▶ **YOUR ASSIGNMENT**: What you output should match the data below exactly.

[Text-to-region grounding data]
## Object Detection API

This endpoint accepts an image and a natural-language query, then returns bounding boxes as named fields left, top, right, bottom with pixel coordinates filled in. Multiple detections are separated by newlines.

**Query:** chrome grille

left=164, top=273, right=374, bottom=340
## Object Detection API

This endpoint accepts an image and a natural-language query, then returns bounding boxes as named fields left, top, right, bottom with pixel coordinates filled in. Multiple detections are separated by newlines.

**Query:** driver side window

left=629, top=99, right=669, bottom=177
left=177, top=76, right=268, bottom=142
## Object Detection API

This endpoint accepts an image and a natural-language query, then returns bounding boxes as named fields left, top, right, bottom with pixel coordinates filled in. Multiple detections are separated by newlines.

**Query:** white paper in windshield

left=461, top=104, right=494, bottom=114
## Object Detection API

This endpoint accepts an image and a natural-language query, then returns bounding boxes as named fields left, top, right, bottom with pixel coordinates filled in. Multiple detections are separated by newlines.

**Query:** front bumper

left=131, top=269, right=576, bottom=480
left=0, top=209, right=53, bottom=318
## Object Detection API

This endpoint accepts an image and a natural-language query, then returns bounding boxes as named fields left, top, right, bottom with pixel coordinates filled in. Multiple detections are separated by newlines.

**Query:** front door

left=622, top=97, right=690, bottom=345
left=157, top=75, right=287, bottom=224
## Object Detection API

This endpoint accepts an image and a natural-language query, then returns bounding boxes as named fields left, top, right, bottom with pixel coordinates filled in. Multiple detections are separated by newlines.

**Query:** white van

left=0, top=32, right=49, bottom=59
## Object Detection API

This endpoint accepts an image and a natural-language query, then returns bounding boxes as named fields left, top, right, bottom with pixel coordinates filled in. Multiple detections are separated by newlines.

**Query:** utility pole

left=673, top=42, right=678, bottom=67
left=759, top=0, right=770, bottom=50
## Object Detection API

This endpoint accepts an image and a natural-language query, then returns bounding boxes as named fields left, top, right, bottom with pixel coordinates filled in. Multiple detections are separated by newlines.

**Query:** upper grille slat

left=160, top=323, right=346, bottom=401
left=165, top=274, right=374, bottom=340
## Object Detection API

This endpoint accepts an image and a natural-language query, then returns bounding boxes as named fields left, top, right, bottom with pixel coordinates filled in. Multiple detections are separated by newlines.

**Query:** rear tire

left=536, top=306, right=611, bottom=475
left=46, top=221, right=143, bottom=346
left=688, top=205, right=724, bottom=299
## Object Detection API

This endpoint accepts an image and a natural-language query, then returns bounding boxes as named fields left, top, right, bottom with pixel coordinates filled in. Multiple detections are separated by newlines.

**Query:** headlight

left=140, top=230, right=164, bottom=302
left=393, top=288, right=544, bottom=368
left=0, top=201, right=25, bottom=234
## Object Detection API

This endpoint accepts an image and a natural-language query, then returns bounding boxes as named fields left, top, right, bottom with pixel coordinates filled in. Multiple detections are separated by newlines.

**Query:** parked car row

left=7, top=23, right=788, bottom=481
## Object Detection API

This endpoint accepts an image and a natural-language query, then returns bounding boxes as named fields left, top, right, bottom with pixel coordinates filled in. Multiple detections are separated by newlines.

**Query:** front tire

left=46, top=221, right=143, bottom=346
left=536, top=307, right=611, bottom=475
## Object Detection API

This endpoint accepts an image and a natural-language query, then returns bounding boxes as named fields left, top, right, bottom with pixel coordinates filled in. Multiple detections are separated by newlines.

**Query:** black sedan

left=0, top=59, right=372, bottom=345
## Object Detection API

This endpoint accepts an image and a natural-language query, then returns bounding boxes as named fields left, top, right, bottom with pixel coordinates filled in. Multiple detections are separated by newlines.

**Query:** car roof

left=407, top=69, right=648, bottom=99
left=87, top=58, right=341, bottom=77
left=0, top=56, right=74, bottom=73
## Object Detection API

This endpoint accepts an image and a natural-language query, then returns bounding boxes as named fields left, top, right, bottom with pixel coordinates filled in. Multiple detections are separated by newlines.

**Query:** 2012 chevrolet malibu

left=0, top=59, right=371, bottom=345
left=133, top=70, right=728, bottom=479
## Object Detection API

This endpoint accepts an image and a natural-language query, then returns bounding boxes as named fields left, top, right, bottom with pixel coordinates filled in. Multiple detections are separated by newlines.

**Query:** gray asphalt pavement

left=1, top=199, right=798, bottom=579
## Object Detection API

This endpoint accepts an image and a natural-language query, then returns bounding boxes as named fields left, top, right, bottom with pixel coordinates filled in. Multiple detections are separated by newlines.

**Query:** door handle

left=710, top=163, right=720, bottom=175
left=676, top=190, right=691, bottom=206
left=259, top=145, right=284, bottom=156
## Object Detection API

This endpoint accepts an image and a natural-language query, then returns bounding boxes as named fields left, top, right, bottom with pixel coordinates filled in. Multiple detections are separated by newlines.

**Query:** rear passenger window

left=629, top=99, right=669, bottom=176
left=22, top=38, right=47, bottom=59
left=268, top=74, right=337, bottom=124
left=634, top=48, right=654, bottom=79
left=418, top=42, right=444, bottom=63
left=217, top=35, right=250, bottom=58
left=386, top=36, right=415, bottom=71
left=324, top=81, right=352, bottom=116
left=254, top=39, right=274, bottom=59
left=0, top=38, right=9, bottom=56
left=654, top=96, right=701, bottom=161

▶ **TASK RESULT**:
## Object Detection API

This endpoint accepts an image and a natural-language query, then returns bounding boxes as named fields left, top, right, bottom with pixel coordinates filled in. Multiple detections are separated by newlines.

**Query:** chrome grille

left=164, top=273, right=374, bottom=340
## Object Detection API

This endpoint accepts an image and a natural-language query, then returns bounding boxes as named fields left, top, right, bottom with pixel coordinates filled in. Multiple detections are separated by newlines.

**Query:** driver side window

left=629, top=99, right=669, bottom=177
left=177, top=76, right=268, bottom=142
## Object Detection API

This endpoint accepts an image and a natural-language query, then returns bounding boxes as named fields left, top, right, bottom with pixel coordinates filled in. Multiple detections are separated by newlines.

**Query:** white paper in windshield

left=461, top=104, right=494, bottom=114
## Object Detection API

This endpoint accepts an image and a natural-language query, then returns bounding boxes as named fields left, top, right, bottom with pixel coordinates filled in. Multiple detections are separated by newlines.

**Query:** front bumper

left=131, top=269, right=576, bottom=480
left=0, top=209, right=53, bottom=318
## Object Detection API

This endpoint accepts an image and a natural-language query, then returns bounding boxes as named fields left, top, right, bottom with pixel coordinates filled in. Multiple detections are separated by newlines.

**Query:** front door

left=622, top=97, right=690, bottom=345
left=157, top=75, right=287, bottom=224
## Object Detection API

This endpoint accepts an image and a natural-language query, then returns bounding boxes as named fields left, top, right, bottom with pixel coordinates filled in. Multiple detections are separated by newlines.

**Query:** white van

left=0, top=32, right=49, bottom=59
## Object Detection API

This endpoint accepts an image and a natural-language query, then returns bounding boxes as named fields left, top, right, bottom with pixel coordinates filled in. Multiple detections are separated by newlines.

**Query:** utility pole

left=673, top=42, right=678, bottom=67
left=759, top=0, right=770, bottom=50
## Object Detection API

This endpoint accepts an image and a natural-language query, then returns bounding boxes as named fields left, top, right, bottom with pixel coordinates filled in. Multiple detections are separated by newlines.

**Query:** upper grille slat

left=160, top=323, right=346, bottom=401
left=165, top=274, right=374, bottom=340
## Object Detection API

This endpoint accepts an image and a natural-language query, then returns bounding boxes as named fields left, top, right, bottom with pixel coordinates filled in. Multiple detections are separated by newlines.

**Query:** rear tire

left=536, top=306, right=611, bottom=475
left=46, top=221, right=143, bottom=346
left=688, top=205, right=724, bottom=299
## Object Detection API

This endpoint accepts an image and a natural-language query, then returns bounding boxes as named fields left, top, right, bottom with pixel coordinates filled in. Multiple detections are separated by newlines.

**Query:** headlight

left=140, top=230, right=164, bottom=302
left=393, top=288, right=544, bottom=368
left=0, top=201, right=25, bottom=234
## Object Detection API

This endpoint accepts an image and a natural-language query, then returns bounding boxes as named fields left, top, right, bottom with pixel coordinates filled in. Multiple detections are separated by newlines.

**Query:** parked car row

left=7, top=23, right=788, bottom=481
## Object Detection API

This endpoint accepts an image and a natural-language query, then returns bounding boxes as named fields left, top, right, bottom with pixel coordinates filled in. Multiple detections are separated by newlines.

**Query:** front tire

left=46, top=221, right=143, bottom=346
left=536, top=307, right=611, bottom=475
## Object Detection API

This endpoint accepts an image and a natural-language query, then returns bounding boxes as named fields left, top, right, bottom with pixel coordinates filled in. Multiple detections are separated by newlines.

**Query:** black sedan

left=0, top=59, right=372, bottom=345
## Object Detection API

This endpoint accepts an image and a natural-language query, then returns bounding boxes as named fields left, top, right, bottom with pixel coordinates filled in. Multiple detections are separated by newlines.

**Query:** car roof

left=407, top=69, right=648, bottom=99
left=87, top=58, right=341, bottom=77
left=0, top=56, right=74, bottom=73
## Object Detection API

This endpoint accepts an image and a natural-language query, then returns bounding boxes as named fields left, top, right, bottom with pixel coordinates filled in. Multiple detections are separated by newlines.

**Query:** 2012 chevrolet malibu

left=0, top=59, right=371, bottom=345
left=133, top=70, right=728, bottom=479
## Object Detection API

This endpoint accepts an image and a natural-language query, then returns bounding boxes as named fields left, top, right, bottom with pixel coordinates filled in. Multiple detections are separated by newlines.

**Query:** gray asphalt pavement

left=1, top=199, right=798, bottom=579
## Object Detection API

This endpoint accepts an image and a natural-language query, then returns bounding boxes as named fields left, top, right, bottom with pixel coordinates filled in. Multiple detections are separated by newlines.

**Query:** door handle

left=710, top=163, right=720, bottom=175
left=676, top=190, right=691, bottom=206
left=259, top=145, right=284, bottom=156
## Object Detection API

This endpoint accepts an image and a natural-language query, then returns bounding boxes as named fields left, top, right, bottom with pixel coordinates filled in. Multiple detections are separated by newlines.

**Query:** rear passenger window

left=629, top=99, right=669, bottom=176
left=22, top=38, right=47, bottom=59
left=268, top=74, right=337, bottom=124
left=634, top=48, right=654, bottom=79
left=418, top=42, right=444, bottom=63
left=217, top=35, right=250, bottom=58
left=386, top=36, right=415, bottom=71
left=324, top=81, right=352, bottom=116
left=254, top=39, right=274, bottom=59
left=0, top=38, right=9, bottom=56
left=654, top=96, right=701, bottom=161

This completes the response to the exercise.